Excerpted passage –
============================================================

Dover-based Chesapeake Utilities Corp. reported higher earnings for the first quarter and first half of 2020.
The company’s net income for the quarter ended June 30, was $11 million compared to $8.3 million for the same quarter of 2019.
Net income for the six months ended June 30 was $39.9 million compared to $37 million, o for the same period in 2019, representing an increase of 7.6 percent.
Revenue for the second quarter was $97 million, compared to $94.5 during the same period in 2019. First-half revenue was $249.7 million, down slightly from $255 million in 2019.
Earnings for the second quarter reflect increased gross margin from higher customer consumption driven primarily by colder weather, pipeline expansion projects, increased margin from Marlin Gas Services, higher retail propane margins per gallon, internal growth in the natural gas distribution operations, and contribution from the Boulden, Inc. acquisition.
These increases were offset by the net unfavorable impact of Covid-19 after including the Federal income tax benefit associated with the Coronavirus Aid, Relief, and Economic Security (“CARES”) Act.
Weather during the first six months of 2020 was 8 and 7 percent warmer than the first six months of 2019 on the Delmarva Peninsula and in Ohio, respectively, which was a significant driver of lower consumption and reduced net income by $1.4 million, or $0.09 per share.
The weather impact was more than offset by gains from two property sales totaling $2.3 million on an after-tax basis.

============================================================

Provided data –
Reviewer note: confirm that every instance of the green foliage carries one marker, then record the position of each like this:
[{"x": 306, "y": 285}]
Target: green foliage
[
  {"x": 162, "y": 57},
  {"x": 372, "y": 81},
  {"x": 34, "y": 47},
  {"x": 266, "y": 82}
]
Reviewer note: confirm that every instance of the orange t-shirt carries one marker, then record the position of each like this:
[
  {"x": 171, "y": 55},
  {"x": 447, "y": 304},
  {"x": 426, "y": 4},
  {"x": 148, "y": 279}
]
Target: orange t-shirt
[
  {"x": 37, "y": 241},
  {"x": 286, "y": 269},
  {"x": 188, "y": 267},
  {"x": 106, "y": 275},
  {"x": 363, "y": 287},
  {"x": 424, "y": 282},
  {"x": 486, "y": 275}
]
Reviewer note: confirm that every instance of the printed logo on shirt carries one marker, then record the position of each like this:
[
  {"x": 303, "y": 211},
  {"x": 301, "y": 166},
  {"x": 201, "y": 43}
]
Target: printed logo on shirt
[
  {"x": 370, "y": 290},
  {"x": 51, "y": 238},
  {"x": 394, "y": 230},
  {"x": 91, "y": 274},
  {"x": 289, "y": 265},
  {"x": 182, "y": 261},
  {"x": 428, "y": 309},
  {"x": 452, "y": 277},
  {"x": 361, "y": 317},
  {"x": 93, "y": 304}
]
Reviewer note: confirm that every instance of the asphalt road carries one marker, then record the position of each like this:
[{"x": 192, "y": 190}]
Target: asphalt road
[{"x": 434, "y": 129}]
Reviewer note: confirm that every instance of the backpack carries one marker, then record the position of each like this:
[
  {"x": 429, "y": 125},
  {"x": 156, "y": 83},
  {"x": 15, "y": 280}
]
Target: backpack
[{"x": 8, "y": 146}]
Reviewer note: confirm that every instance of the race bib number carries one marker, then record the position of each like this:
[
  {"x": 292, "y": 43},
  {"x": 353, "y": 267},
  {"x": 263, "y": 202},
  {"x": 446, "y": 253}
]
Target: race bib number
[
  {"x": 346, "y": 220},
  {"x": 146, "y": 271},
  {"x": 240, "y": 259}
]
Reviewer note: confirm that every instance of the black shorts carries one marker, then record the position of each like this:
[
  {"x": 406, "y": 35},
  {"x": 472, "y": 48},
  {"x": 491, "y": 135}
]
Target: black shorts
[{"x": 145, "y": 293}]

============================================================

Tasks to complete –
**1)** In the Chesapeake Utilities earnings report, what more than offset the net income lost to warmer weather in the first six months of 2020?
**2)** Do these statements agree with the Chesapeake Utilities earnings report? Answer yes or no for each, quoting the deciding words.
(a) Net income for the six months ended June 30 rose 7.6 percent over the same period in 2019.
(b) First-half revenue in 2020 was higher than in 2019.
(c) Weather in Ohio during the first six months of 2020 was 8 percent warmer than in the first six months of 2019.

Answer list –
**1)** Gains from two property sales, totaling $2.3 million on an after-tax basis, more than offset the weather impact. The warmer weather had reduced net income by $1.4 million, or $0.09 per share.

**2)**
(a) Yes: "representing an increase of 7.6 percent."
(b) No: "First-half revenue was $249.7 million, down slightly from $255 million in 2019."
(c) No: "8 and 7 percent warmer than the first six months of 2019 on the Delmarva Peninsula and in Ohio, respectively"